▶ _Required action_:
Say how many lines in the entries hold the word "anther", and reply with that number only.

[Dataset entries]

───

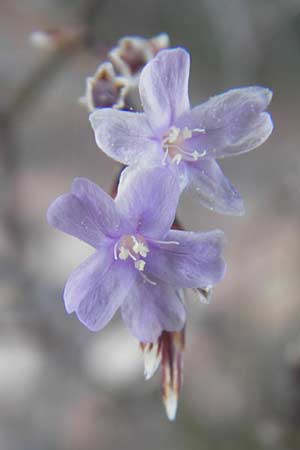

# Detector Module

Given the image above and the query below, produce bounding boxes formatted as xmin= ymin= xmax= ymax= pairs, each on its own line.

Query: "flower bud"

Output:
xmin=80 ymin=62 xmax=130 ymax=112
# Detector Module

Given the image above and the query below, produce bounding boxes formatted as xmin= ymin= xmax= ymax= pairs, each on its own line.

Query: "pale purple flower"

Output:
xmin=90 ymin=48 xmax=273 ymax=215
xmin=47 ymin=166 xmax=225 ymax=343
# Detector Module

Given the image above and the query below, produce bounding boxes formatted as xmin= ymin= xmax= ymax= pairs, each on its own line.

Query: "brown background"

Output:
xmin=1 ymin=0 xmax=300 ymax=449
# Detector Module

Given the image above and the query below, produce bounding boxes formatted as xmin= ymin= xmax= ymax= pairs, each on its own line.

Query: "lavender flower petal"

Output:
xmin=178 ymin=87 xmax=273 ymax=158
xmin=187 ymin=159 xmax=245 ymax=215
xmin=64 ymin=247 xmax=112 ymax=313
xmin=139 ymin=48 xmax=190 ymax=133
xmin=115 ymin=165 xmax=180 ymax=239
xmin=121 ymin=277 xmax=186 ymax=343
xmin=74 ymin=257 xmax=137 ymax=332
xmin=47 ymin=193 xmax=107 ymax=248
xmin=89 ymin=109 xmax=159 ymax=165
xmin=71 ymin=177 xmax=122 ymax=238
xmin=146 ymin=230 xmax=226 ymax=288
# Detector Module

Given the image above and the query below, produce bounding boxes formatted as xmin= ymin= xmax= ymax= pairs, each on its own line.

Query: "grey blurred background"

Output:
xmin=1 ymin=0 xmax=300 ymax=449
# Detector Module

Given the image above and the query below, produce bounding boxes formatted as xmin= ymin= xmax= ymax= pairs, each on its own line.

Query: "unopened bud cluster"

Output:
xmin=80 ymin=34 xmax=169 ymax=111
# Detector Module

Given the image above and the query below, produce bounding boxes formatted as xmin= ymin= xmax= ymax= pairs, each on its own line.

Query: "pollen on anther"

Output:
xmin=182 ymin=127 xmax=192 ymax=140
xmin=132 ymin=237 xmax=149 ymax=257
xmin=119 ymin=246 xmax=129 ymax=260
xmin=167 ymin=126 xmax=180 ymax=144
xmin=135 ymin=260 xmax=146 ymax=271
xmin=192 ymin=150 xmax=200 ymax=160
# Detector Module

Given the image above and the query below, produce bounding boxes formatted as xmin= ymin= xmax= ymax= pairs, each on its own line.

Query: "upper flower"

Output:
xmin=47 ymin=165 xmax=225 ymax=343
xmin=90 ymin=48 xmax=273 ymax=215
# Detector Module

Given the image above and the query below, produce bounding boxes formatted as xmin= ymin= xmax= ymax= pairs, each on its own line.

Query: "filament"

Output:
xmin=140 ymin=272 xmax=157 ymax=285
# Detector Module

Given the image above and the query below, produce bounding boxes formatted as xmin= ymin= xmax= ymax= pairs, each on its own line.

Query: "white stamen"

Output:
xmin=140 ymin=273 xmax=157 ymax=285
xmin=167 ymin=144 xmax=201 ymax=161
xmin=182 ymin=126 xmax=192 ymax=139
xmin=139 ymin=246 xmax=149 ymax=258
xmin=128 ymin=250 xmax=137 ymax=261
xmin=162 ymin=147 xmax=169 ymax=165
xmin=150 ymin=239 xmax=179 ymax=246
xmin=132 ymin=237 xmax=149 ymax=257
xmin=172 ymin=154 xmax=182 ymax=165
xmin=192 ymin=150 xmax=200 ymax=160
xmin=118 ymin=246 xmax=137 ymax=261
xmin=162 ymin=125 xmax=207 ymax=167
xmin=167 ymin=126 xmax=180 ymax=143
xmin=116 ymin=235 xmax=150 ymax=269
xmin=113 ymin=241 xmax=119 ymax=260
xmin=119 ymin=246 xmax=129 ymax=260
xmin=132 ymin=235 xmax=139 ymax=245
xmin=134 ymin=260 xmax=146 ymax=271
xmin=192 ymin=127 xmax=206 ymax=134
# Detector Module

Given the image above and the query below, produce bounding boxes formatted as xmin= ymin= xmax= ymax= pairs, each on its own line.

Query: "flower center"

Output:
xmin=162 ymin=126 xmax=206 ymax=165
xmin=114 ymin=234 xmax=149 ymax=272
xmin=113 ymin=235 xmax=181 ymax=286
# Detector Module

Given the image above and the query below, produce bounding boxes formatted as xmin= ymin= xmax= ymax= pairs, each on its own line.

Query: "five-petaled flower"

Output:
xmin=47 ymin=166 xmax=226 ymax=343
xmin=90 ymin=48 xmax=273 ymax=215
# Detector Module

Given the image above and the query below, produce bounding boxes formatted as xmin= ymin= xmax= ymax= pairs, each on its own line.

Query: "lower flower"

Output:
xmin=47 ymin=165 xmax=226 ymax=418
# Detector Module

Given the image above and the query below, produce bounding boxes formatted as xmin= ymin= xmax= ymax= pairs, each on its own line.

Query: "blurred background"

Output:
xmin=1 ymin=0 xmax=300 ymax=449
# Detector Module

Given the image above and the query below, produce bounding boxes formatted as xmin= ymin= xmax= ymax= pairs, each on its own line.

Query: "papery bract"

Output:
xmin=80 ymin=62 xmax=130 ymax=112
xmin=109 ymin=33 xmax=170 ymax=79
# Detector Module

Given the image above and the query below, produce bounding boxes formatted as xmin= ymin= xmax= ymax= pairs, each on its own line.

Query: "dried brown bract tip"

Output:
xmin=140 ymin=325 xmax=185 ymax=421
xmin=29 ymin=26 xmax=84 ymax=51
xmin=79 ymin=62 xmax=130 ymax=112
xmin=161 ymin=329 xmax=185 ymax=421
xmin=109 ymin=33 xmax=170 ymax=80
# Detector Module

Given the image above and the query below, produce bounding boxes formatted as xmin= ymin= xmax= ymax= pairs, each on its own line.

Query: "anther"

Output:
xmin=118 ymin=246 xmax=130 ymax=260
xmin=167 ymin=126 xmax=180 ymax=143
xmin=118 ymin=246 xmax=137 ymax=261
xmin=132 ymin=236 xmax=149 ymax=257
xmin=135 ymin=260 xmax=146 ymax=271
xmin=182 ymin=127 xmax=192 ymax=139
xmin=192 ymin=150 xmax=200 ymax=160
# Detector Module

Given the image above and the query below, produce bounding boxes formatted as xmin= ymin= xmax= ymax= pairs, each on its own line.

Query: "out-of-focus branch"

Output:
xmin=6 ymin=0 xmax=107 ymax=120
xmin=0 ymin=113 xmax=24 ymax=258
xmin=0 ymin=0 xmax=107 ymax=258
xmin=6 ymin=44 xmax=79 ymax=120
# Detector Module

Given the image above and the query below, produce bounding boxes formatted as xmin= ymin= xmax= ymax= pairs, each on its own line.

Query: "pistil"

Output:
xmin=162 ymin=126 xmax=206 ymax=165
xmin=114 ymin=234 xmax=150 ymax=273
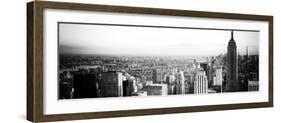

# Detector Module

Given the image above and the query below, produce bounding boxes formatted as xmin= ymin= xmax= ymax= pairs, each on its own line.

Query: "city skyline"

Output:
xmin=59 ymin=23 xmax=259 ymax=57
xmin=58 ymin=22 xmax=259 ymax=99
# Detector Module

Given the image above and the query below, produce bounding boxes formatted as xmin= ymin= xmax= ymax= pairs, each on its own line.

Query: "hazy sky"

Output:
xmin=59 ymin=23 xmax=259 ymax=56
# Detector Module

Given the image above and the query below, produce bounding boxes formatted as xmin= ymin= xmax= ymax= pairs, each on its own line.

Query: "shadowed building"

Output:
xmin=59 ymin=71 xmax=73 ymax=99
xmin=73 ymin=73 xmax=100 ymax=98
xmin=152 ymin=69 xmax=162 ymax=84
xmin=122 ymin=80 xmax=130 ymax=96
xmin=59 ymin=79 xmax=73 ymax=99
xmin=225 ymin=31 xmax=239 ymax=92
xmin=123 ymin=79 xmax=138 ymax=96
xmin=200 ymin=63 xmax=208 ymax=73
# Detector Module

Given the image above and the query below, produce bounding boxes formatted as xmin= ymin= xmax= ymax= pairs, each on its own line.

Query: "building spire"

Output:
xmin=230 ymin=30 xmax=234 ymax=41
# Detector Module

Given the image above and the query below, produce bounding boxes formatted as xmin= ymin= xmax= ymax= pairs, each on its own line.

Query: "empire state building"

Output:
xmin=225 ymin=31 xmax=239 ymax=92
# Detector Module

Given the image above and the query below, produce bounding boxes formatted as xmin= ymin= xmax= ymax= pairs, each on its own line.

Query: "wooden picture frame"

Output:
xmin=27 ymin=1 xmax=273 ymax=122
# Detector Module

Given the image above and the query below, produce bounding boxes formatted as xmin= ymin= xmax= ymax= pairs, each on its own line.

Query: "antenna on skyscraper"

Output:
xmin=230 ymin=30 xmax=234 ymax=41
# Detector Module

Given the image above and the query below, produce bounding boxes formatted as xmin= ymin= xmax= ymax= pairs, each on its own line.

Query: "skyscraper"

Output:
xmin=214 ymin=66 xmax=222 ymax=86
xmin=152 ymin=69 xmax=162 ymax=84
xmin=175 ymin=71 xmax=185 ymax=94
xmin=194 ymin=69 xmax=208 ymax=94
xmin=101 ymin=72 xmax=123 ymax=97
xmin=225 ymin=31 xmax=239 ymax=92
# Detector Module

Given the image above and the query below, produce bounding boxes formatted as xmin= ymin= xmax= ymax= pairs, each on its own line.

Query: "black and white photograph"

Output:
xmin=25 ymin=1 xmax=274 ymax=122
xmin=58 ymin=22 xmax=259 ymax=99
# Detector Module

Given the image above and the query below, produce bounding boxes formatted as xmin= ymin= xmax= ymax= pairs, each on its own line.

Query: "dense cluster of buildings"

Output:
xmin=59 ymin=31 xmax=259 ymax=99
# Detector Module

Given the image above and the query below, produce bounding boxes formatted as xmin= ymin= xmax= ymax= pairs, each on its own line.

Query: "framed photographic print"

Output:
xmin=27 ymin=0 xmax=273 ymax=122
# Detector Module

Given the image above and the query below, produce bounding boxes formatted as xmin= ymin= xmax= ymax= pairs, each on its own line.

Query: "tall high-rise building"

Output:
xmin=152 ymin=69 xmax=162 ymax=84
xmin=101 ymin=72 xmax=123 ymax=97
xmin=194 ymin=69 xmax=208 ymax=94
xmin=175 ymin=71 xmax=185 ymax=94
xmin=123 ymin=79 xmax=138 ymax=96
xmin=122 ymin=80 xmax=129 ymax=96
xmin=214 ymin=66 xmax=222 ymax=86
xmin=168 ymin=84 xmax=175 ymax=95
xmin=225 ymin=31 xmax=239 ymax=92
xmin=185 ymin=73 xmax=194 ymax=94
xmin=166 ymin=75 xmax=176 ymax=95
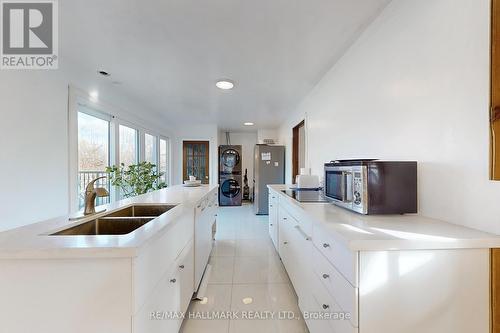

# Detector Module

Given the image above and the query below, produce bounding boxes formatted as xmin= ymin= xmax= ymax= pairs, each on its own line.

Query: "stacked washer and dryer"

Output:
xmin=218 ymin=145 xmax=242 ymax=206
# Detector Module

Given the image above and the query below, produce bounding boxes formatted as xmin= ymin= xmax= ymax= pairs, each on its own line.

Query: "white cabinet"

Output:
xmin=278 ymin=206 xmax=312 ymax=301
xmin=269 ymin=187 xmax=490 ymax=333
xmin=194 ymin=191 xmax=218 ymax=290
xmin=268 ymin=191 xmax=279 ymax=250
xmin=133 ymin=240 xmax=194 ymax=333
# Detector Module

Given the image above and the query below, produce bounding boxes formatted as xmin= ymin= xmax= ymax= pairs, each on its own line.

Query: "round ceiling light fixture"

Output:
xmin=89 ymin=90 xmax=99 ymax=100
xmin=216 ymin=79 xmax=234 ymax=90
xmin=244 ymin=122 xmax=254 ymax=126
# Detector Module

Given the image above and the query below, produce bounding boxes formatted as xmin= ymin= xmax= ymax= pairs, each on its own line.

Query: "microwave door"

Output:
xmin=326 ymin=170 xmax=353 ymax=203
xmin=325 ymin=171 xmax=343 ymax=201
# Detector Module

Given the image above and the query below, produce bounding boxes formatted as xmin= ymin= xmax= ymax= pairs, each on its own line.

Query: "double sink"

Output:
xmin=51 ymin=204 xmax=177 ymax=236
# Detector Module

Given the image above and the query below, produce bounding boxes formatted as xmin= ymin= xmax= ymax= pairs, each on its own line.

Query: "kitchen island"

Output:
xmin=268 ymin=184 xmax=500 ymax=333
xmin=0 ymin=184 xmax=218 ymax=333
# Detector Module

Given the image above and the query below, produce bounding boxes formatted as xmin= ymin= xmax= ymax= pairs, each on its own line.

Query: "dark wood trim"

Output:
xmin=492 ymin=0 xmax=500 ymax=180
xmin=493 ymin=249 xmax=500 ymax=333
xmin=292 ymin=120 xmax=305 ymax=184
xmin=182 ymin=140 xmax=210 ymax=184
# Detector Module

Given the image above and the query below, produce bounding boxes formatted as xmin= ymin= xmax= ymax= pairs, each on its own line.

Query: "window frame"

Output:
xmin=158 ymin=136 xmax=170 ymax=185
xmin=117 ymin=121 xmax=140 ymax=167
xmin=69 ymin=87 xmax=171 ymax=213
xmin=144 ymin=132 xmax=158 ymax=165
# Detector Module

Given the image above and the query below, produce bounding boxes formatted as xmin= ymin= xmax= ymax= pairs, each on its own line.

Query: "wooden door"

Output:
xmin=292 ymin=120 xmax=305 ymax=183
xmin=492 ymin=0 xmax=500 ymax=179
xmin=493 ymin=2 xmax=500 ymax=332
xmin=183 ymin=141 xmax=210 ymax=184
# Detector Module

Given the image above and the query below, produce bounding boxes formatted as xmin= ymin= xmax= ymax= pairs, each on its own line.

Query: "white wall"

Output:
xmin=279 ymin=0 xmax=500 ymax=234
xmin=0 ymin=71 xmax=69 ymax=232
xmin=0 ymin=68 xmax=172 ymax=232
xmin=218 ymin=131 xmax=258 ymax=194
xmin=172 ymin=124 xmax=219 ymax=186
xmin=257 ymin=129 xmax=280 ymax=144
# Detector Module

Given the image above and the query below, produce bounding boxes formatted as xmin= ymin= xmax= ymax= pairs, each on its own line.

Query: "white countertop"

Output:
xmin=269 ymin=185 xmax=500 ymax=251
xmin=0 ymin=184 xmax=218 ymax=259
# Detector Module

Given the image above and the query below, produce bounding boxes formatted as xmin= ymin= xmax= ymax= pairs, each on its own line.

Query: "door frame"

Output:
xmin=182 ymin=140 xmax=210 ymax=184
xmin=292 ymin=120 xmax=305 ymax=184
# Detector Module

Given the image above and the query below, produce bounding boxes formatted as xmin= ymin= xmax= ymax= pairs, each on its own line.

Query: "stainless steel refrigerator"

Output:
xmin=253 ymin=144 xmax=285 ymax=215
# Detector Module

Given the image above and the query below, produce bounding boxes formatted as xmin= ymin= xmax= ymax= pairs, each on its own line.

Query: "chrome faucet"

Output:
xmin=84 ymin=176 xmax=110 ymax=216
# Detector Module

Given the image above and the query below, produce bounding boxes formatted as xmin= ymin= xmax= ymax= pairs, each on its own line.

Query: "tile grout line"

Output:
xmin=228 ymin=236 xmax=236 ymax=333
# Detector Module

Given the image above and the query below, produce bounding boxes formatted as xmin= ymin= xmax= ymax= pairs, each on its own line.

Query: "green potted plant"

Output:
xmin=106 ymin=162 xmax=167 ymax=198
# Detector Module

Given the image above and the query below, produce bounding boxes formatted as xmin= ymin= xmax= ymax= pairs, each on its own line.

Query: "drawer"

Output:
xmin=312 ymin=223 xmax=358 ymax=287
xmin=310 ymin=274 xmax=358 ymax=333
xmin=269 ymin=192 xmax=278 ymax=207
xmin=280 ymin=204 xmax=312 ymax=236
xmin=312 ymin=247 xmax=358 ymax=327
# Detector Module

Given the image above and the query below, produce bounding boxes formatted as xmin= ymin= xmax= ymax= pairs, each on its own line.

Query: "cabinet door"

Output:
xmin=133 ymin=268 xmax=180 ymax=333
xmin=287 ymin=218 xmax=312 ymax=301
xmin=194 ymin=203 xmax=213 ymax=289
xmin=177 ymin=240 xmax=195 ymax=314
xmin=269 ymin=193 xmax=279 ymax=250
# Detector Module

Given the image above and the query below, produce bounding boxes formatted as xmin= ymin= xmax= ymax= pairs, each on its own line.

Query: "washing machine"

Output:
xmin=219 ymin=145 xmax=242 ymax=174
xmin=219 ymin=175 xmax=242 ymax=206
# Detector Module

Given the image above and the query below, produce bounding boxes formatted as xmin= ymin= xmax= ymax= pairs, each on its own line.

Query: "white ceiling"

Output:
xmin=60 ymin=0 xmax=390 ymax=131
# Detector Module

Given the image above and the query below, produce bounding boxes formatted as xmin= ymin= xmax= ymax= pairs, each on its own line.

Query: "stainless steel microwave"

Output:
xmin=324 ymin=160 xmax=417 ymax=215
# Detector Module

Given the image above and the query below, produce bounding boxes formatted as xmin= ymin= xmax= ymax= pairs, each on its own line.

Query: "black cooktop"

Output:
xmin=281 ymin=189 xmax=329 ymax=203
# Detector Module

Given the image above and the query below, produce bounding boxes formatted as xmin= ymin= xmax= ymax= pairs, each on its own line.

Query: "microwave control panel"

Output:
xmin=353 ymin=172 xmax=363 ymax=206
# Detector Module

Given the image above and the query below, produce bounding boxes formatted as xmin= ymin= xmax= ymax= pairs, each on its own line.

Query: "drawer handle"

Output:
xmin=322 ymin=274 xmax=329 ymax=279
xmin=322 ymin=304 xmax=330 ymax=310
xmin=283 ymin=241 xmax=288 ymax=245
xmin=323 ymin=243 xmax=330 ymax=248
xmin=270 ymin=224 xmax=273 ymax=226
xmin=283 ymin=217 xmax=287 ymax=220
xmin=170 ymin=278 xmax=177 ymax=283
xmin=179 ymin=265 xmax=185 ymax=269
xmin=270 ymin=205 xmax=273 ymax=207
xmin=294 ymin=225 xmax=310 ymax=241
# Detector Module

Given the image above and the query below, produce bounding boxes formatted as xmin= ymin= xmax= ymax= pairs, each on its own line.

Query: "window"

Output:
xmin=70 ymin=89 xmax=171 ymax=212
xmin=77 ymin=110 xmax=111 ymax=209
xmin=145 ymin=133 xmax=157 ymax=164
xmin=159 ymin=138 xmax=168 ymax=183
xmin=119 ymin=125 xmax=138 ymax=167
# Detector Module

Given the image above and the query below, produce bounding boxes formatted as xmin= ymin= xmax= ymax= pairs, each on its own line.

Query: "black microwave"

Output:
xmin=324 ymin=160 xmax=417 ymax=215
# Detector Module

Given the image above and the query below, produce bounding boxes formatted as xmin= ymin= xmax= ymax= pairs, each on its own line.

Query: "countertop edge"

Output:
xmin=0 ymin=185 xmax=218 ymax=259
xmin=268 ymin=184 xmax=500 ymax=251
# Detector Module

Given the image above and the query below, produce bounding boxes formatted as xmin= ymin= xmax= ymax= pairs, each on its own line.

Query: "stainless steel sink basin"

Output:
xmin=50 ymin=217 xmax=154 ymax=235
xmin=50 ymin=204 xmax=177 ymax=236
xmin=105 ymin=204 xmax=177 ymax=218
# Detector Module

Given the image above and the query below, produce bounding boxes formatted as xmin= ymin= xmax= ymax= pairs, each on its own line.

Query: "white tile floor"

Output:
xmin=180 ymin=203 xmax=309 ymax=333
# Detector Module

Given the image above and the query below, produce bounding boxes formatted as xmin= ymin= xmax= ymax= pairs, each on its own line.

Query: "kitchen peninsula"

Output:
xmin=0 ymin=185 xmax=218 ymax=333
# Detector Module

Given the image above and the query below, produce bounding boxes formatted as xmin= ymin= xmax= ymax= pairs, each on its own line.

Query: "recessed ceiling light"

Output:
xmin=98 ymin=70 xmax=111 ymax=77
xmin=242 ymin=297 xmax=253 ymax=305
xmin=216 ymin=80 xmax=234 ymax=90
xmin=89 ymin=90 xmax=99 ymax=100
xmin=244 ymin=122 xmax=254 ymax=126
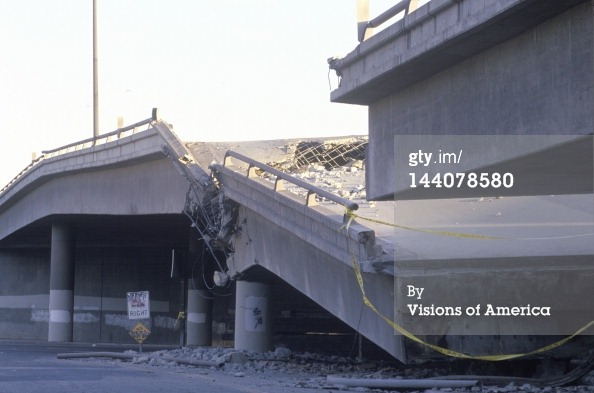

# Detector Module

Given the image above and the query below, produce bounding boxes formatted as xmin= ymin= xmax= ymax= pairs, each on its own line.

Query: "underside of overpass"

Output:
xmin=0 ymin=212 xmax=391 ymax=358
xmin=1 ymin=214 xmax=190 ymax=249
xmin=0 ymin=213 xmax=188 ymax=343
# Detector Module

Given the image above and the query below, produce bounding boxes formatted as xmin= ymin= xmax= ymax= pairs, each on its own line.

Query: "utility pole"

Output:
xmin=357 ymin=0 xmax=373 ymax=42
xmin=93 ymin=0 xmax=99 ymax=138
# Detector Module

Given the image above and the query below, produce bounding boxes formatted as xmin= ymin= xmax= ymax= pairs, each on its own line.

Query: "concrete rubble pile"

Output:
xmin=72 ymin=346 xmax=594 ymax=393
xmin=262 ymin=137 xmax=371 ymax=204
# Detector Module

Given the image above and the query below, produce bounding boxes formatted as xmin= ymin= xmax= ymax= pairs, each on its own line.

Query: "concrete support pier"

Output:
xmin=186 ymin=289 xmax=212 ymax=346
xmin=48 ymin=223 xmax=75 ymax=342
xmin=234 ymin=281 xmax=273 ymax=352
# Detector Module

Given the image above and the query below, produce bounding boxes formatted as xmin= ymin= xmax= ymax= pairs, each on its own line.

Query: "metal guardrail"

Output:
xmin=1 ymin=109 xmax=159 ymax=195
xmin=0 ymin=156 xmax=45 ymax=195
xmin=219 ymin=150 xmax=359 ymax=211
xmin=42 ymin=116 xmax=155 ymax=157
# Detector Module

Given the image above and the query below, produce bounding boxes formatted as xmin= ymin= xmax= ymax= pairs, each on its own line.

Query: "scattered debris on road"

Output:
xmin=61 ymin=346 xmax=594 ymax=393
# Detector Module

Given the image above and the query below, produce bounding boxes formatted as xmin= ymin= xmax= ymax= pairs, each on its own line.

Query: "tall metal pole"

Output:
xmin=93 ymin=0 xmax=99 ymax=138
xmin=357 ymin=0 xmax=372 ymax=42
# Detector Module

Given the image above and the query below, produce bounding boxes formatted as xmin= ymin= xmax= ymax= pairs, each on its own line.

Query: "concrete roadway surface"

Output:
xmin=0 ymin=340 xmax=323 ymax=393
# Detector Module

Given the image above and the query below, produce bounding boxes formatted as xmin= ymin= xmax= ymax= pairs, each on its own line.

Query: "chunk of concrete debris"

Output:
xmin=133 ymin=356 xmax=150 ymax=364
xmin=213 ymin=271 xmax=229 ymax=287
xmin=339 ymin=190 xmax=351 ymax=198
xmin=274 ymin=347 xmax=292 ymax=359
xmin=218 ymin=351 xmax=248 ymax=364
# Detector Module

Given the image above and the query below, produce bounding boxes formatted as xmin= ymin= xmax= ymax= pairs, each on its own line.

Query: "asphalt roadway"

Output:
xmin=0 ymin=340 xmax=323 ymax=393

───

▶ _Written solution_:
2